FRAGMENTO DEL DOCUMENTO:
Después viví en Mérida por casi dos años. El flaco iba cada quince días a visitarme, el resto del tiempo estuve sola, tratando de escribir. Tú debes recordar mi casa en La Mano Poderosa. Me fui para aquellos lados con la esperanza de seguir estudiando, pero el postgrado al que quería entrar en la ULA nunca se abrió y terminé trabajando en la Televisora Andina. En esa, mi casa número quince, viví hasta que mi perro se ahogó en el río Chama y no pude con la tristeza. Regresamos a Caracas en 1988. Me inscribí en la Maestría en Literatura de la USB y mientras conseguíamos casa vivimos con mis padres en Parque Central por unos meses.

La familia del flaco compró un apartamento en San Antonio de Los Altos, donde vivimos hasta que nos separamos en 1995. Mi hermana Renée me dejó vivir un tiempo con ella y su esposo en el apartamento de un primo nuestro que tenían alquilado en El Marqués. Ahí recogí los pedazos sueltos que quedaban de mí y cuando me sentí fuerte para estar sola me mudé a Las Delicias, al apartamento que Lourdes y Alejandro habían dejado desocupado desde hacía meses. Después llegó Lyo y con él me mudé a Oripoto, donde vivimos en un minúsculo apartamento que tenía una gran terraza al sol donde colgábamos una hamaca para dormir la siesta los domingos.

DATOS PROPORCIONADOS:
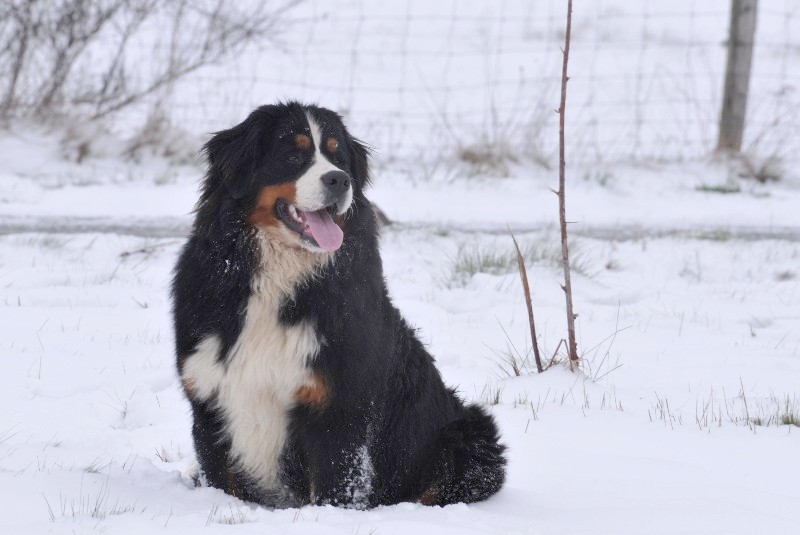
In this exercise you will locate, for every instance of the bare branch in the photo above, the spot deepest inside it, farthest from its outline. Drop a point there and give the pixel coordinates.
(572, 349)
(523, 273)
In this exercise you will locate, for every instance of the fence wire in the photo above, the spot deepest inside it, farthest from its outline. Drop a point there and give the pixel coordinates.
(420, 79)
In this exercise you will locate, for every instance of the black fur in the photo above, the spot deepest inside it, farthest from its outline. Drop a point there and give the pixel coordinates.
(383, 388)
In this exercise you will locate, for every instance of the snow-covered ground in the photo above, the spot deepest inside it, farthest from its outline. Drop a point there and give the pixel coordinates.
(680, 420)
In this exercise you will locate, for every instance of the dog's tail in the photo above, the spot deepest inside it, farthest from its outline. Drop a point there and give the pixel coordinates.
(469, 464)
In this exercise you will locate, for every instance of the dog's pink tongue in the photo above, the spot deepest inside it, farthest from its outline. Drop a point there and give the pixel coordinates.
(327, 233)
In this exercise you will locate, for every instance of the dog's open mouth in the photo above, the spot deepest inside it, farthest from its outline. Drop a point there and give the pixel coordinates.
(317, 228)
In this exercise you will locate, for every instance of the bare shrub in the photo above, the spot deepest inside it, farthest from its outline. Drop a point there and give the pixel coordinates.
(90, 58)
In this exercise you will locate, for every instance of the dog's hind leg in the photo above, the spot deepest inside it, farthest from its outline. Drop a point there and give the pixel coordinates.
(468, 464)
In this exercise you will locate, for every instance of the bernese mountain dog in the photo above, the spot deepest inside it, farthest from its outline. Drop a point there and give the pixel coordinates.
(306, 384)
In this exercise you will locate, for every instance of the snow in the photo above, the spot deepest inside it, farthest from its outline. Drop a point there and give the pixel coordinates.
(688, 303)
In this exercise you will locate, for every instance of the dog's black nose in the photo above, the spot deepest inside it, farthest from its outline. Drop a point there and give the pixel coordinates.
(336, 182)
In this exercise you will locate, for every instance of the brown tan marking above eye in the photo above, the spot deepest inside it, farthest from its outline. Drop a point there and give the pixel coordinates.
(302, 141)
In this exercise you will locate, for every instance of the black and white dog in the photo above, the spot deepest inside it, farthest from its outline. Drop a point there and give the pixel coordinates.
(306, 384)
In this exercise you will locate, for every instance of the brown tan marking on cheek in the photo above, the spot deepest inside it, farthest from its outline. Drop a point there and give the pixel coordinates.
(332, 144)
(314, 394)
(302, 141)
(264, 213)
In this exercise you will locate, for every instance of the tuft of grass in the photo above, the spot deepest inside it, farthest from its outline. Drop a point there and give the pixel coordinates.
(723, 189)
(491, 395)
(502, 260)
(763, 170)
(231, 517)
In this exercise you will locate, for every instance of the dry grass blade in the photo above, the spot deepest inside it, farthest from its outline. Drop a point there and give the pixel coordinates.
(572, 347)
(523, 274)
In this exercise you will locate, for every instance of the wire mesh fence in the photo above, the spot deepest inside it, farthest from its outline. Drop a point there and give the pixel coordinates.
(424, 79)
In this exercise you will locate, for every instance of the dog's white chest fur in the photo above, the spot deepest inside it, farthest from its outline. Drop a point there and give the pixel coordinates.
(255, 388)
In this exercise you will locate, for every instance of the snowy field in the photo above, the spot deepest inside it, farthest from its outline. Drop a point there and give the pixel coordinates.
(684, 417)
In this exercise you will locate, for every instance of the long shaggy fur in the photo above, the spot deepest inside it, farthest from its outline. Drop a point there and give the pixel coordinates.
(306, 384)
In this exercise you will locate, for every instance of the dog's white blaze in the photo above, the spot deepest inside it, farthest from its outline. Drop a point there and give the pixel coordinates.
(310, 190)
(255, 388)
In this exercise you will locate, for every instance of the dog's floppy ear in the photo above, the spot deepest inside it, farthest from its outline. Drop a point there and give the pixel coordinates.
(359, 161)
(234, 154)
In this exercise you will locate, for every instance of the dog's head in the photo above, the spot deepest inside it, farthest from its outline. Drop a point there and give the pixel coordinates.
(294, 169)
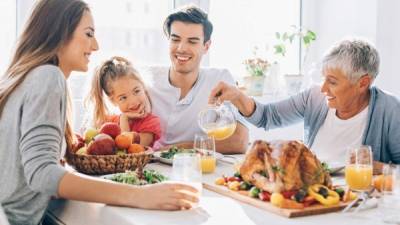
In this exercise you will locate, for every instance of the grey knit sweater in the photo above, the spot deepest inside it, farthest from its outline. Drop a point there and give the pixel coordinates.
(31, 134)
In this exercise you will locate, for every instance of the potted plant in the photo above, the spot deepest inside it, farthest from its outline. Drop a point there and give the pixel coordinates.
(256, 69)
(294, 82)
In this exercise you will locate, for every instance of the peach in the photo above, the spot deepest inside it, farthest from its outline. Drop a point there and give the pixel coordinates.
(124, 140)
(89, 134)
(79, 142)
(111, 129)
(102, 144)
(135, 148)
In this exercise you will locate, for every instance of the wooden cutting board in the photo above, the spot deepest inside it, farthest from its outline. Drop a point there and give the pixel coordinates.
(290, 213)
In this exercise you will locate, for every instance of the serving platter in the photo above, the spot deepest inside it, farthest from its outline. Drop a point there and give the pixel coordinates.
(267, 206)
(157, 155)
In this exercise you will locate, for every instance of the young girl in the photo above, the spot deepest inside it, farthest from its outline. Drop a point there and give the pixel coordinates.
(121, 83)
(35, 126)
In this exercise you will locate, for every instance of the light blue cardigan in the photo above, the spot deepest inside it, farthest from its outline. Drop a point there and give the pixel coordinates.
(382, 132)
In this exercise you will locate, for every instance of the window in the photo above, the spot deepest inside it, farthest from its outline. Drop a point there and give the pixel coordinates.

EJERCICIO PROPUESTO A:
Responde estas preguntas según el fragmento del documento.
(i) ¿En qué año regresaron a Caracas?
(ii) ¿En qué río se ahogó el perro?
(iii) ¿Hasta qué año vivieron en San Antonio de Los Altos?
EJERCICIO PROPUESTO B: Traduce al inglés esta oración del fragmento del documento: «Me inscribí en la Maestría en Literatura de la USB y mientras conseguíamos casa vivimos con mis padres en Parque Central por unos meses.»
EJERCICIO PROPUESTO C:
Indica si cada afirmación coincide con el fragmento del documento y cita las palabras que lo deciden.
(i) El postgrado de la ULA llegó a abrirse.
(ii) Durante la estancia en Mérida, el flaco hacía visitas cada quince días.
(iii) El apartamento de Oripoto era grande.
El material no interviene en este ejercicio.

RESPUESTA A:
(i) En 1988.
(ii) En el río Chama.
(iii) Hasta 1995.

RESPUESTA B: I enrolled in the Master's in Literature at the USB, and while we were looking for a house we lived with my parents in Parque Central for a few months.

RESPUESTA C:
(i) No: «el postgrado al que quería entrar en la ULA nunca se abrió».
(ii) Sí: «El flaco iba cada quince días a visitarme».
(iii) No: «un minúsculo apartamento».